Task prompt - Please extract each line of the items below that contains the word "snake", copying those lines without changes.
begin Data
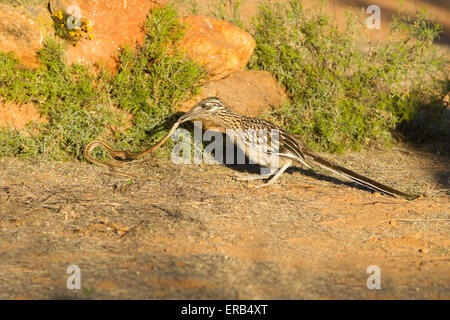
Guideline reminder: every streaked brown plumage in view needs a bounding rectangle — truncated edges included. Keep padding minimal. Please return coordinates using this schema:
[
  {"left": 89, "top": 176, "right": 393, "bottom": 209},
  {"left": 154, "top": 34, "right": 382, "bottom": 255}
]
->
[{"left": 179, "top": 97, "right": 416, "bottom": 200}]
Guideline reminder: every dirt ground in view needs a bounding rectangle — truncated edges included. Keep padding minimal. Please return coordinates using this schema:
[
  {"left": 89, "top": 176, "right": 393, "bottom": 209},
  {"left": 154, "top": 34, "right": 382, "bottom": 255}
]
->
[{"left": 0, "top": 139, "right": 450, "bottom": 299}]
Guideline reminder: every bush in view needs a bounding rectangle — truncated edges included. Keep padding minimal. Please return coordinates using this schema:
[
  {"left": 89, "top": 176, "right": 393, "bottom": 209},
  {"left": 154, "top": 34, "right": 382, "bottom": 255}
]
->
[{"left": 249, "top": 0, "right": 450, "bottom": 152}]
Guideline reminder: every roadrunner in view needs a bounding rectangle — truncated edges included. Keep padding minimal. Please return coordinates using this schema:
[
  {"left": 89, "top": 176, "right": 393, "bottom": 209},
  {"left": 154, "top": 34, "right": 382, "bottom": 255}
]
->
[{"left": 178, "top": 97, "right": 415, "bottom": 200}]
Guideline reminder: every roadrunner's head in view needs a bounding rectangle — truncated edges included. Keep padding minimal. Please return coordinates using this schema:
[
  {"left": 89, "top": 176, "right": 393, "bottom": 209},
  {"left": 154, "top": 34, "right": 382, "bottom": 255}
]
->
[{"left": 178, "top": 97, "right": 232, "bottom": 123}]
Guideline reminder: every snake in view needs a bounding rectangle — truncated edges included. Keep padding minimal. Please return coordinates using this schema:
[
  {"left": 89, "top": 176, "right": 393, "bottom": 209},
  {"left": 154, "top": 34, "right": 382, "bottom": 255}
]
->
[{"left": 83, "top": 120, "right": 181, "bottom": 177}]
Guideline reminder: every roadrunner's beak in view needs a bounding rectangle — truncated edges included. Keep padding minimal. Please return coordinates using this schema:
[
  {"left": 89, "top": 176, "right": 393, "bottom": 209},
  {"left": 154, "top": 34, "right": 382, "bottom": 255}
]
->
[{"left": 178, "top": 107, "right": 203, "bottom": 123}]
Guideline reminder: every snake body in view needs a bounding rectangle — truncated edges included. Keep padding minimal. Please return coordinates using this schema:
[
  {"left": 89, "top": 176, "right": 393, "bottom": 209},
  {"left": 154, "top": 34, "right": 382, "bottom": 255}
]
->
[{"left": 83, "top": 121, "right": 180, "bottom": 172}]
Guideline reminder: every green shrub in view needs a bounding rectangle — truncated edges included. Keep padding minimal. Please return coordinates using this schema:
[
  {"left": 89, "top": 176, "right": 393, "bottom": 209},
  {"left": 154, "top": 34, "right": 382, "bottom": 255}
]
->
[{"left": 249, "top": 0, "right": 449, "bottom": 152}]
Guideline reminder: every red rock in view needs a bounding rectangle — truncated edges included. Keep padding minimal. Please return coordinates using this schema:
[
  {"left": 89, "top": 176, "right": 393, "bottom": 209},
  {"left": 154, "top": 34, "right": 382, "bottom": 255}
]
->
[
  {"left": 179, "top": 16, "right": 255, "bottom": 80},
  {"left": 0, "top": 3, "right": 52, "bottom": 68},
  {"left": 178, "top": 70, "right": 287, "bottom": 117},
  {"left": 0, "top": 102, "right": 48, "bottom": 130},
  {"left": 50, "top": 0, "right": 167, "bottom": 70}
]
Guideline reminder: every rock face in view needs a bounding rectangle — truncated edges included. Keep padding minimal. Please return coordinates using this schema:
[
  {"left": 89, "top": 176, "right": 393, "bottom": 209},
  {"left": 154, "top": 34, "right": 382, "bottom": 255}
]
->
[
  {"left": 50, "top": 0, "right": 167, "bottom": 70},
  {"left": 180, "top": 16, "right": 255, "bottom": 80},
  {"left": 0, "top": 3, "right": 52, "bottom": 68},
  {"left": 179, "top": 70, "right": 287, "bottom": 117}
]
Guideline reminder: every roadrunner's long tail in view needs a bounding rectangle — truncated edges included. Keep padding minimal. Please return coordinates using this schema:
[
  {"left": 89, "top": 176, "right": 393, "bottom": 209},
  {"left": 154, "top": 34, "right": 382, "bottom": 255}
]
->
[{"left": 303, "top": 148, "right": 419, "bottom": 200}]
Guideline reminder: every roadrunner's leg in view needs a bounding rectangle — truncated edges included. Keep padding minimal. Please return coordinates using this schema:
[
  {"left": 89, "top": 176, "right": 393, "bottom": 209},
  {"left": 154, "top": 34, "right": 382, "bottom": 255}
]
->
[
  {"left": 261, "top": 161, "right": 292, "bottom": 187},
  {"left": 234, "top": 168, "right": 280, "bottom": 181}
]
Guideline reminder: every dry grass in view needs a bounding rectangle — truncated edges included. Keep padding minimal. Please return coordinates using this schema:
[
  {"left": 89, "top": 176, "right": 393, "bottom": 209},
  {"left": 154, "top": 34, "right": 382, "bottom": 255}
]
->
[{"left": 0, "top": 141, "right": 450, "bottom": 299}]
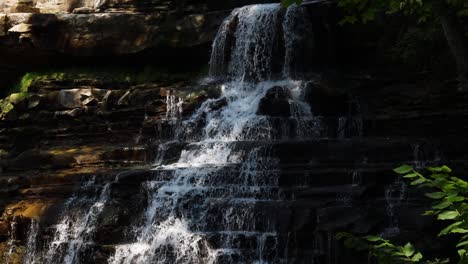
end Data
Exercise result -
Guideline reminder: every snake in view needs a bounding rectangle — truncated edges included. Keep padding minimal. Please return coordinates using this schema:
Guideline reminder: every snake body in view needs a bounding rectangle — truncated edges included. Keep padding minimal. Please return coordinates using this schema:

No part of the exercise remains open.